(Point-per-instance localization data)
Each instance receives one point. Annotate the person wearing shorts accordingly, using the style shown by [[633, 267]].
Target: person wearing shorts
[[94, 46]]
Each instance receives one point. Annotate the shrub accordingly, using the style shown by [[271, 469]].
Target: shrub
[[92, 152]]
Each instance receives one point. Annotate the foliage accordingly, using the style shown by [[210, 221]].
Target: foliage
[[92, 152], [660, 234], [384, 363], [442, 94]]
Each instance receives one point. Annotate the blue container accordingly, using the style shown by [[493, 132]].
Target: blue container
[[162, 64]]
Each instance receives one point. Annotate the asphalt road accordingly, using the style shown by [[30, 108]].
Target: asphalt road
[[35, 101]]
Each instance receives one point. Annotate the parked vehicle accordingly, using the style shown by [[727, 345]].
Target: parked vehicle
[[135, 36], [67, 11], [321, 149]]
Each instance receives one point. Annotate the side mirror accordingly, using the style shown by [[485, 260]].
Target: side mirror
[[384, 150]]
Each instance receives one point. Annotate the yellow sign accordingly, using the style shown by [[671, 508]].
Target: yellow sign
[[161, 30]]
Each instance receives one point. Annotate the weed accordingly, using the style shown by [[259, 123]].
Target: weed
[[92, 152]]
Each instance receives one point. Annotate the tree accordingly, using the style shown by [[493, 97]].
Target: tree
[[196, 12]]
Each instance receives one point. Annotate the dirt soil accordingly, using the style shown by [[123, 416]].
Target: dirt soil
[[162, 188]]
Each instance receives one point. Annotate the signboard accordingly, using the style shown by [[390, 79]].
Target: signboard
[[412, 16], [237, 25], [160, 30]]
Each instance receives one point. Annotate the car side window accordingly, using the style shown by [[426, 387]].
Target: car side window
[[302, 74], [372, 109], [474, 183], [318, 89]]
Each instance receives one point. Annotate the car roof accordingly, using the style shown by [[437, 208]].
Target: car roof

### Required action:
Count the lines in the preceding entries that contain the string "roof", and state only the resulting number.

### Answer to this exercise:
2